_Document text:_
= = = = =

A new breed of notebooks is taking data visualization and collaborative functionality to the next level, with spreadsheet simplicity.
Cartoon showing two pencils either side of a notepad with graph lines on it. The ends of the pencils form interactive sliders.

Illustration by The Project Twins

This year marks ten years since the launch of the IPython Notebook. The open-source tool, now known as the Jupyter Notebook, has become an exceedingly popular piece of data-science kit, with millions of notebooks deposited to the GitHub code-sharing site.

Computational notebooks combine code, results, text and images in a single document, yielding what Stephen Wolfram, creator of the Mathematica software package, has called a “computational essay”. And whether written using Jupyter, Mathematica, RStudio or any other platform, researchers can use them for iterative data exploration, communication, teaching and more.

But computational notebooks can also be confusing and foster poor coding practices. And they are difficult to share, collaborate on and reproduce. A 2019 study found that just 24% of 863,878 publicly available Jupyter notebooks on GitHub could be successfully re-executed, and only 4% produced the same results (J. F. Pimentel et al. in 2019 IEEE/ACM 16th International Conference on Mining Software Repositories (MSR) 507–517; IEEE, 2019).

= = = = =

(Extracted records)
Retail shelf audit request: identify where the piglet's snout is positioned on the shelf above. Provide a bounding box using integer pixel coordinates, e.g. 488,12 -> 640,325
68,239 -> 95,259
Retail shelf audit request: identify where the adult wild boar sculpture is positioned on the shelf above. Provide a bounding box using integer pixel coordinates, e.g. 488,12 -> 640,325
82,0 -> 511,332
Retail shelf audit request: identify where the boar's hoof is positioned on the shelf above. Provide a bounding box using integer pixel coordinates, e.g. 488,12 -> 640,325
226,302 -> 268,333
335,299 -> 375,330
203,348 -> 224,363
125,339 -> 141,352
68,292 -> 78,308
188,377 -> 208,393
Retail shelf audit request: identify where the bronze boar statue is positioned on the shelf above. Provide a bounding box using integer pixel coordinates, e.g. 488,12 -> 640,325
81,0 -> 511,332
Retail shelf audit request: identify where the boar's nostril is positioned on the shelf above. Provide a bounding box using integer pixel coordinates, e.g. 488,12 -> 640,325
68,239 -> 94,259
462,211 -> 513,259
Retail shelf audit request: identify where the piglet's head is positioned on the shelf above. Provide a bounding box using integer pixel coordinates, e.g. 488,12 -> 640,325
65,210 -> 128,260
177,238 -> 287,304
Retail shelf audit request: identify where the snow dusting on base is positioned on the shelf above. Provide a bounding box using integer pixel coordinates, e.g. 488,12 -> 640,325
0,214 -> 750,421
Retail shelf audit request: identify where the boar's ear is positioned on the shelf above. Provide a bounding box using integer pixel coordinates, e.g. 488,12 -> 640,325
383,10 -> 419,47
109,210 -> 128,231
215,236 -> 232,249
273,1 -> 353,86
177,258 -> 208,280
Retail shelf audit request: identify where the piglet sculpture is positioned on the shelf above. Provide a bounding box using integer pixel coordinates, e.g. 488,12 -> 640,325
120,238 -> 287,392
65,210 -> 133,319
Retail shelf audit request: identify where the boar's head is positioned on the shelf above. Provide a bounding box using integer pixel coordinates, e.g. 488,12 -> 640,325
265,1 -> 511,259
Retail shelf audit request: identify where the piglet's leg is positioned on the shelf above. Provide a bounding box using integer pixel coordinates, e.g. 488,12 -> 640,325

= = = = =

_Your tasks:_
• 1. Summarize the passage on computational notebooks in two sentences.
• 2. Rewrite the paragraph of the passage on computational notebooks that begins "But computational notebooks can also be confusing" as a short bulleted list.
• 3. Extend the passage on computational notebooks with a few sentences that pick up after its last sentence.

_Per-task outputs:_
• 1. Computational notebooks such as Jupyter, which marks ten years since the IPython Notebook's launch, combine code, results, text and images in one document and are used for data exploration, communication and teaching. They can also be confusing, foster poor coding practices and be hard to share and reproduce: a 2019 study found that only 24% of 863,878 public Jupyter notebooks on GitHub could be re-executed and only 4% gave the same results.

• 2.
- Computational notebooks can be confusing and foster poor coding practices.
- They are difficult to share, collaborate on and reproduce.
- A 2019 study (Pimentel et al., MSR 2019) examined 863,878 publicly available Jupyter notebooks on GitHub.
- Only 24% could be successfully re-executed.
- Only 4% produced the same results.

• 3.
“Notebooks are messy,” says Anita Sarma, a computer scientist at Oregon State University in Corvallis who studies human–computer interaction. “You write stuff, you keep old crusty code behind, and it’s hard to kind of figure out which cells to execute in which order, because you were trying different things.”

But a growing suite of platforms and tools aims to smooth these rough edges. Some make notebooks ‘reactive’, so that code re-executes whenever software variables change; others focus on collaboration and version control. But all provide researchers with innovative ways to explore, document and share their data with colleagues and the world.

For Sergei Pond, notebooks have provided an outlet for documenting the genetics of the pandemic. Pond, a computational biologist at Temple University in Philadelphia, Pennsylvania, has created some three dozen documents related to SARS-CoV-2, the virus that causes COVID-19. “My default setting”, he says, is to “write up an interactive notebook and send it to my collaborators so they can play with the data, [so] they can immediately see what’s there.”

His notebook platform of choice is called Observable. It’s based in San Francisco, California, and was founded in 2019 by two Google alumni: Mike Bostock, developer of the D3 JavaScript library that powers many of the interactive data visualizations on the web today, and Melody Meckfessel. The company’s web-based notebook system allows users to create, share and reuse sophisticated, interactive visualizations written in JavaScript, the programming language understood by web browsers. According to Meckfessel, “hundreds of thousands” of users do so every month.

Unlike Jupyter, which passes code to an external ‘kernel’ that executes it, Observable code runs in the browser itself. That makes the platform fast and responsive, Bostock says. But because JavaScript is not a typical data-science language, researchers often use Observable not for data processing but for visualization.

Pond, for instance, uses Observable to share colourful maps, graphs, protein structures and sequence alignments that represent data that he generates in other software. Observable’s modular structure means that other programmers can easily apply those visualizations to their own data. But Pond’s notebooks also take advantage of another key Observable feature: reactivity.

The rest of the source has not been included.